> Try it: All of the records must be restated exactly, with every line complete.

> Extracted information:
= = = = =
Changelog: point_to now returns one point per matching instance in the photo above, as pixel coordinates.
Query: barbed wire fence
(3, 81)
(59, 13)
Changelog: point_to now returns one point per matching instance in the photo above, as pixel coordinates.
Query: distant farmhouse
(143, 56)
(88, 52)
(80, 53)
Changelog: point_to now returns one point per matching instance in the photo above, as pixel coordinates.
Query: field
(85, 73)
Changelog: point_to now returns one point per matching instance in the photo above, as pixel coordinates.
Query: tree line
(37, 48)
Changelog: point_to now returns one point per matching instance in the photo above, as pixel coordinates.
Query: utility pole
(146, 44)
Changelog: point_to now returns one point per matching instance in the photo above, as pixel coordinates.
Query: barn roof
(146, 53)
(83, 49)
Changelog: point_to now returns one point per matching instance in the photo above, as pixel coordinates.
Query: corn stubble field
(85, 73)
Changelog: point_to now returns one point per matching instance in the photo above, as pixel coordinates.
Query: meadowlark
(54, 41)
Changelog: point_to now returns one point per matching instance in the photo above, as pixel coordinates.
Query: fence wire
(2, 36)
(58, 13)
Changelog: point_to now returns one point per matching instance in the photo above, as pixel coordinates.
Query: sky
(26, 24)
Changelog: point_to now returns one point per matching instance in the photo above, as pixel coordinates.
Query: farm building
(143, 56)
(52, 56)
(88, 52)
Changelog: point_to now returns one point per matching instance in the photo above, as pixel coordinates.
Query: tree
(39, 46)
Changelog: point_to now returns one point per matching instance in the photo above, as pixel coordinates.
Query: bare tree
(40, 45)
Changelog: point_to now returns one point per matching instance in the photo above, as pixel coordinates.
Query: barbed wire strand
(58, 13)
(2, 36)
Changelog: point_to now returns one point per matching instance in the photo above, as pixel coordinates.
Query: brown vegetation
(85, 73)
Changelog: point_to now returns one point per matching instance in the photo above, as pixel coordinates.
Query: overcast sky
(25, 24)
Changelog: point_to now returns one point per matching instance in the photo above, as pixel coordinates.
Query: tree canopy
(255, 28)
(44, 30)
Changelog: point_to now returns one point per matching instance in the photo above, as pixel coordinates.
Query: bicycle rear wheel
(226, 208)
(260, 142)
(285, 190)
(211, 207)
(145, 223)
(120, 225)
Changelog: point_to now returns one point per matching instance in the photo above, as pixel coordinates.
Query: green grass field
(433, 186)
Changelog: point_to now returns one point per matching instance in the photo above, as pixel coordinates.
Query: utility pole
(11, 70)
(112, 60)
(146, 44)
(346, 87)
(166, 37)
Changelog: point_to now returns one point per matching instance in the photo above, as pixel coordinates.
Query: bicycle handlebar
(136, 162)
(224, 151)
= = = = =
> Answer:
Changelog: point_to now returns one point per matching instance in the photo above, as pixel coordinates.
Query: barbed wire fence
(3, 81)
(59, 13)
Changelog: point_to now returns one point per matching instance in the photo above, as pixel coordinates.
Query: distant farmhouse
(143, 56)
(88, 52)
(80, 53)
Changelog: point_to now returns one point per matching instance in the photo above, as pixel coordinates.
Query: field
(85, 73)
Changelog: point_to now returns one point per matching instance in the photo above, as pixel coordinates.
Query: tree line
(37, 48)
Changelog: point_to now returns one point per matching instance in the photo above, as pixel coordinates.
Query: utility pole
(146, 44)
Changelog: point_to now returns one point per matching instance in the photo above, as pixel coordinates.
Query: barn roof
(146, 53)
(83, 49)
Changelog: point_to now returns one point per matching instance in the photo above, as pixel coordinates.
Query: corn stubble field
(85, 73)
Changelog: point_to now returns one point per matching instance in the photo above, as pixel coordinates.
Query: meadowlark
(54, 41)
Changelog: point_to now returns one point per matching instance in the photo above, as pixel coordinates.
Query: fence wire
(2, 36)
(58, 13)
Changelog: point_to now returns one point per matching instance in the photo above, as pixel coordinates.
Query: sky
(26, 24)
Changelog: point_to now returns one point per matching instance in the photo above, as pixel coordinates.
Query: farm building
(143, 56)
(52, 56)
(88, 52)
Changelog: point_to now returns one point per matching instance in the photo above, as pixel coordinates.
Query: tree
(39, 46)
Changelog: point_to now returns one point per matching instance in the photo above, as pixel coordinates.
Query: bare tree
(40, 45)
Changelog: point_to now returns one point per matching instance in the photo above, as pixel coordinates.
Query: barbed wire strand
(58, 13)
(2, 36)
Changelog: point_to now returns one point per matching instance in the photo above, as pixel coordinates.
Query: brown vegetation
(85, 73)
Changelog: point_to now returns one point per matching instance in the photo above, as pixel coordinates.
Query: overcast sky
(25, 24)
Changelog: point_to now returns one point per matching instance in the photo above, as pixel coordinates.
Query: tree canopy
(255, 28)
(44, 30)
Changelog: point_to now returns one point per matching instance in the photo above, as pixel coordinates.
Query: bicycle rear wheel
(226, 208)
(260, 142)
(285, 190)
(211, 207)
(145, 223)
(120, 225)
Changelog: point_to now returns one point per matching instance in the photo above, as pixel coordinates.
Query: green grass field
(433, 186)
Changelog: point_to now returns one point per matching instance in the photo above, as pixel coordinates.
Query: utility pole
(11, 70)
(112, 60)
(146, 44)
(346, 87)
(166, 37)
Changelog: point_to now returns one point per matching instance in the photo above, as pixel coordinates.
Query: bicycle handlebar
(136, 162)
(224, 151)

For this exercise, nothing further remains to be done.